▸ **Excerpted records**
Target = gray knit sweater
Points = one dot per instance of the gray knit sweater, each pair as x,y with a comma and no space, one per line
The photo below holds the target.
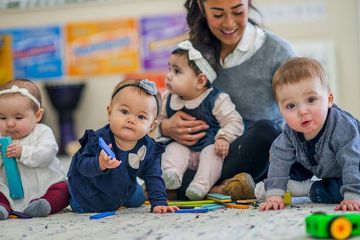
337,155
249,84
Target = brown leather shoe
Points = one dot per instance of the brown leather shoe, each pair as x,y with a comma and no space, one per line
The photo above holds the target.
241,186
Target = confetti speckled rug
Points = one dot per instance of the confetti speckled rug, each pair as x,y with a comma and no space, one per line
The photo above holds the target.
141,224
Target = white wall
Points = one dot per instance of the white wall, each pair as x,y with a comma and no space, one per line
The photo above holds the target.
339,25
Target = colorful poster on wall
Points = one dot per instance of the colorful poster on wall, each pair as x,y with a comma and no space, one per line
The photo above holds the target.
37,52
6,66
102,47
159,36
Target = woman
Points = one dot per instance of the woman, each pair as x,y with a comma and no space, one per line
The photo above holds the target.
249,56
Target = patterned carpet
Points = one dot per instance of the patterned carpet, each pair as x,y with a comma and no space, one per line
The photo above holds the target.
141,224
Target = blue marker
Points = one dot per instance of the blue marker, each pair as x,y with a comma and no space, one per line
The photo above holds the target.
12,171
106,148
102,215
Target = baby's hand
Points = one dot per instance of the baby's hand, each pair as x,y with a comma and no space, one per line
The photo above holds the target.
348,205
221,147
272,202
14,150
106,162
165,209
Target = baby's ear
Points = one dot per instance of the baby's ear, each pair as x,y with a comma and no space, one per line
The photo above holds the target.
154,125
202,81
39,114
330,99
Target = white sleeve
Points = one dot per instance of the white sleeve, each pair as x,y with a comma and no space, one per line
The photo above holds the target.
40,149
231,123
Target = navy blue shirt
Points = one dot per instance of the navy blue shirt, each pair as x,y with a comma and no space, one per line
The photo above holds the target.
99,191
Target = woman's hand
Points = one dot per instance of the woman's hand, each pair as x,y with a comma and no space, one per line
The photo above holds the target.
272,202
348,205
106,162
183,128
165,209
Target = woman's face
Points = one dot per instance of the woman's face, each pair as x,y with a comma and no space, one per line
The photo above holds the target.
227,20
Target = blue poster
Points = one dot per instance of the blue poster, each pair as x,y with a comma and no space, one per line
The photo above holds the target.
37,52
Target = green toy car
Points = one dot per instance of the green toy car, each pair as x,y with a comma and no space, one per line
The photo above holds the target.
336,226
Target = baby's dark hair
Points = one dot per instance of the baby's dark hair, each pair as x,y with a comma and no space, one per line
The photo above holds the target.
135,83
207,53
27,84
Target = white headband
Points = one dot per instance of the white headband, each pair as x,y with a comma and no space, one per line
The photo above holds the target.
199,60
22,91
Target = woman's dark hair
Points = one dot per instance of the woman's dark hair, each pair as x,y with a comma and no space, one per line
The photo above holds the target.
198,28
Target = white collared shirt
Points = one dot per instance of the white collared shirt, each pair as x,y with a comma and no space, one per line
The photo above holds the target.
252,40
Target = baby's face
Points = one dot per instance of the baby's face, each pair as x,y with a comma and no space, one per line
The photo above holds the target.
17,117
181,79
132,114
304,105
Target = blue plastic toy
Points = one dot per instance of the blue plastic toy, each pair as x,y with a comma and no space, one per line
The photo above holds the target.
106,148
12,171
102,215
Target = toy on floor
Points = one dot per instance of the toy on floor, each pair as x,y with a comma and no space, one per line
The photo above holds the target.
102,215
18,215
12,170
217,197
106,148
196,203
336,226
193,210
287,198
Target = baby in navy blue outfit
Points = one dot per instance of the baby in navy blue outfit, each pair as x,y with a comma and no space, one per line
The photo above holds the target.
99,183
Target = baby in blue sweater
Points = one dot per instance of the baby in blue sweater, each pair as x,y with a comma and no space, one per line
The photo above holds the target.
99,183
319,139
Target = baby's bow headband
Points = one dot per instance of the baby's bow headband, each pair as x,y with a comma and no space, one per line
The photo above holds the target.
199,60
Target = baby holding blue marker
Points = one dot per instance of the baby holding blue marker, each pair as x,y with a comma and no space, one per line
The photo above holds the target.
100,183
34,147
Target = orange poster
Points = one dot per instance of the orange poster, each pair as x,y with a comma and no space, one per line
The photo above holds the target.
102,47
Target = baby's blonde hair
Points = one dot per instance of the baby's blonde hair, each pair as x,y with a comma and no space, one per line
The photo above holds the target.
297,69
27,84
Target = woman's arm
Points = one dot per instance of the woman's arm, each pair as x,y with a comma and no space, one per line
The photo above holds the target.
180,126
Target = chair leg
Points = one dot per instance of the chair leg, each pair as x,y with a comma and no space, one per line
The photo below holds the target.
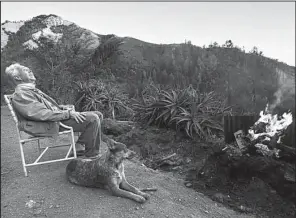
23,159
39,148
73,144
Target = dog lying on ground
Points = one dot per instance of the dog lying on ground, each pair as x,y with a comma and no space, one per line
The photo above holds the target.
107,172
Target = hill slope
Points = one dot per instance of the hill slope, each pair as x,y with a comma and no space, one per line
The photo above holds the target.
247,80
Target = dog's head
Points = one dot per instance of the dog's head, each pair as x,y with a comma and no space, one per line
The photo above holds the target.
119,150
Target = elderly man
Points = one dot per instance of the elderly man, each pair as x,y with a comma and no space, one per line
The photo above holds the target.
39,114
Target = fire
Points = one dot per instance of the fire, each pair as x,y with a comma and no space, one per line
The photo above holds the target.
274,124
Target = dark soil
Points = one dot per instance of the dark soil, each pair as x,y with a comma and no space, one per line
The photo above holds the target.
247,195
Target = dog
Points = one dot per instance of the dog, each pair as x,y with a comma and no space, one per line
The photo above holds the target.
106,172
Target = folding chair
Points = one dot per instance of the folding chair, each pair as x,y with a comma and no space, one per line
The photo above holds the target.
69,130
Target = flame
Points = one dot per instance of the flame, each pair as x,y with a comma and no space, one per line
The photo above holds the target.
274,124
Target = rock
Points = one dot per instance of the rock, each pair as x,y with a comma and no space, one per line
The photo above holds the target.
245,209
188,185
187,160
115,128
219,197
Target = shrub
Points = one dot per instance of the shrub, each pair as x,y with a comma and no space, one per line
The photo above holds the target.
185,109
96,96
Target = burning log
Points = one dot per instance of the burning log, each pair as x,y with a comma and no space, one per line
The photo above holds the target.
260,153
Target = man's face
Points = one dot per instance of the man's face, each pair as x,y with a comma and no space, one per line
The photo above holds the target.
26,75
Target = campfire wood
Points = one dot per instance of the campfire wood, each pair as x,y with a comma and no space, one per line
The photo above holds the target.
235,123
235,163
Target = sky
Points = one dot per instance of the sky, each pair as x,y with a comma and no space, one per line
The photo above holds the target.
270,26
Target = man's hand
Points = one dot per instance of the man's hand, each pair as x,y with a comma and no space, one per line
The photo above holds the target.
67,107
79,117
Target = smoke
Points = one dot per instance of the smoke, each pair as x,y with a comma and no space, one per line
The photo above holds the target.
286,89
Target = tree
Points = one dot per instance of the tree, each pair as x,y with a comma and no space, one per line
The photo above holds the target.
228,44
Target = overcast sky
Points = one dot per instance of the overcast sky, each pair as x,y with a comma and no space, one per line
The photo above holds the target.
268,25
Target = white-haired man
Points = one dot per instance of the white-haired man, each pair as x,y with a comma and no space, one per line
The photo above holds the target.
39,114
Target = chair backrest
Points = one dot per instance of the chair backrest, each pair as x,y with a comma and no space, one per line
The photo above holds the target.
8,102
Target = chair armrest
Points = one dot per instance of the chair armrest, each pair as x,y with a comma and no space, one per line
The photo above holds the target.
101,115
65,126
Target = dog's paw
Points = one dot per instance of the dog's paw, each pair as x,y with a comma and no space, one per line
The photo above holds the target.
140,199
145,195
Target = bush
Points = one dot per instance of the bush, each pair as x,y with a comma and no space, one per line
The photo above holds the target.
108,99
184,109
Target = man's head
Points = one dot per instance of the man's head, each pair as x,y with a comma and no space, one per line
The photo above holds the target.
20,74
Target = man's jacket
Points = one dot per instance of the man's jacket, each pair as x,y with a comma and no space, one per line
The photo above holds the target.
38,114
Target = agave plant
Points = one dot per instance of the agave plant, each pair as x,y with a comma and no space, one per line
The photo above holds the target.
115,100
163,107
95,95
199,123
88,92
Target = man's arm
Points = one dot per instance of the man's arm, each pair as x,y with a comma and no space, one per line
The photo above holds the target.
29,107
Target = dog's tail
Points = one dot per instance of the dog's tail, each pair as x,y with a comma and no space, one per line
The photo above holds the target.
148,189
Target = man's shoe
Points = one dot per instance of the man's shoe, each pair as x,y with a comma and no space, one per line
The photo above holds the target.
93,156
78,153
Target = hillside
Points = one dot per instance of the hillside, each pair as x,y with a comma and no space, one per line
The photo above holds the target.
60,52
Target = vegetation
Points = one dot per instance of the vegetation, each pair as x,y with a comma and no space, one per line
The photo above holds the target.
185,109
182,86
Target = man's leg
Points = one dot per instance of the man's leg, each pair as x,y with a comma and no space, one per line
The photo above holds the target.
90,132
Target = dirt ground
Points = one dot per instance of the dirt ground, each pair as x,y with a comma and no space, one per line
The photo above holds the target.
47,193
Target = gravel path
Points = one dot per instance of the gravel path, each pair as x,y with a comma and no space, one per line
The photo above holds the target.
47,193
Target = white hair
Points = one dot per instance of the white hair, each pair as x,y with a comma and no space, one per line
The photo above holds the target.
13,70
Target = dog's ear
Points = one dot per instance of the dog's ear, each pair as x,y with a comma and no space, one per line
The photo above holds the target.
111,144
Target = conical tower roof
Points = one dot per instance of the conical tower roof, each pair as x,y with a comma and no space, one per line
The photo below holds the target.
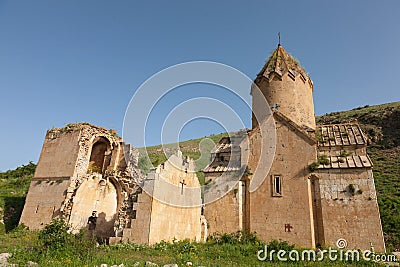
282,62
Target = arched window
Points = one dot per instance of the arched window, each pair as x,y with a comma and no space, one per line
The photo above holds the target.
98,161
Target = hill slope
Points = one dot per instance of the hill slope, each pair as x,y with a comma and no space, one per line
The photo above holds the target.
381,124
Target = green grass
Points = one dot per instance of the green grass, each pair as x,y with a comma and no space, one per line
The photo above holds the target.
53,246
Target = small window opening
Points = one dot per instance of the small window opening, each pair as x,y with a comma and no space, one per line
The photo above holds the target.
277,186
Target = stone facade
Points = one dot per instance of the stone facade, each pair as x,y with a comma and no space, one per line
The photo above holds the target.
84,169
285,179
319,187
170,206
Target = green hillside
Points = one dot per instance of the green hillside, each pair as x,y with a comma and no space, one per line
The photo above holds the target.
381,124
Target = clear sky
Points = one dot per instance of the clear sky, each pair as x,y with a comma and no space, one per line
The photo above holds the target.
73,61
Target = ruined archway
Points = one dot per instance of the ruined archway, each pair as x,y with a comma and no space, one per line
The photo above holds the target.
100,155
95,194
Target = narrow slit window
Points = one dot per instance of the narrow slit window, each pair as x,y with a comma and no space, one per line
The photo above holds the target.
276,185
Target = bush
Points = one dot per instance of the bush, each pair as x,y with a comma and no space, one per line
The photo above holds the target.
57,237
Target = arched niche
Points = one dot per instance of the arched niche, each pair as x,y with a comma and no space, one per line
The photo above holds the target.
100,155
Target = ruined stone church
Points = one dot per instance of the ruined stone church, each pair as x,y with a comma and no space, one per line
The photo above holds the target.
319,187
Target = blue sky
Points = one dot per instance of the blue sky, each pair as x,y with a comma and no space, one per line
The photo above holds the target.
72,61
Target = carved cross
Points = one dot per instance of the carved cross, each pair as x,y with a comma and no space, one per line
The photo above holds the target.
182,183
288,227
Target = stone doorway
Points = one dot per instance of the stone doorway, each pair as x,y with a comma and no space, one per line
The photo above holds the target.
99,195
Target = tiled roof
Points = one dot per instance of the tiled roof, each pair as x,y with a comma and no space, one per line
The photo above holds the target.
220,169
354,161
282,62
340,135
222,146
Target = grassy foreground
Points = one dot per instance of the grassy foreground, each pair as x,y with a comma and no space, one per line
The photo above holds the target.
54,246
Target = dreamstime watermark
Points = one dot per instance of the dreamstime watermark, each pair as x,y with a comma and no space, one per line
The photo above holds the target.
332,254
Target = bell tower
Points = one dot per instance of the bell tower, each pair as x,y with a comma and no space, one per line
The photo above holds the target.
287,88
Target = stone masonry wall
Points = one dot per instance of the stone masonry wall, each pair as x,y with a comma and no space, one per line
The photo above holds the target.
350,209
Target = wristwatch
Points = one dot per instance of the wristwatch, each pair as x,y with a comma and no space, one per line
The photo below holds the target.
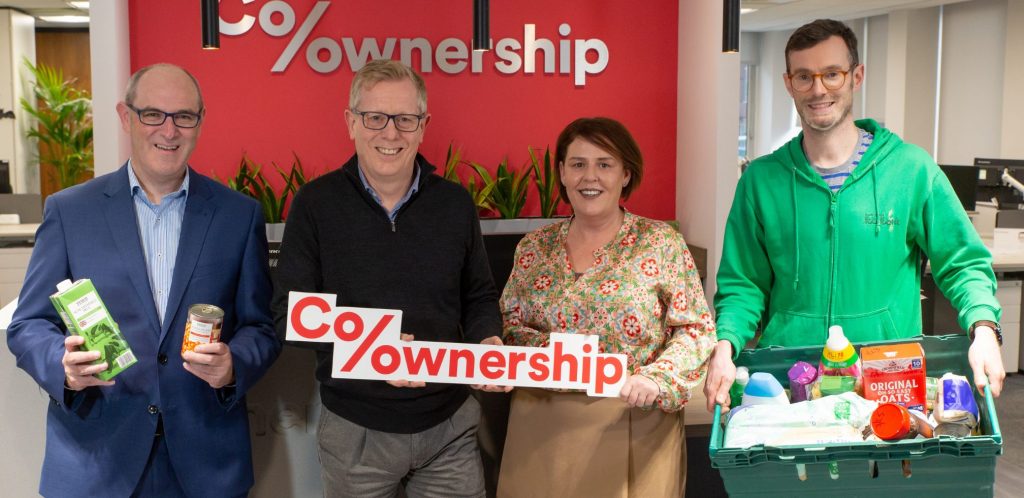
994,326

▸ **What is needed**
Every line from the one containing "Target = bell tower" through the end of the entries above, both included, should be extracted exactly, with pictures left out.

▸ **Task solution**
Target = bell tower
Points = one dot per instance of the bell tower, each pair as x,y with a comma and no space, one per line
The photo above holds the target.
287,88
Target = stone masonry wall
Points = one dot per instance of the stone masonry wall, each pair as x,y with a comma and no space, one per line
The photo above holds the target.
350,209
Target = wristwatch
Points = one dot per instance of the wristwatch, each pair as x,y with a comma and no space, one per line
The photo below holds the target.
994,326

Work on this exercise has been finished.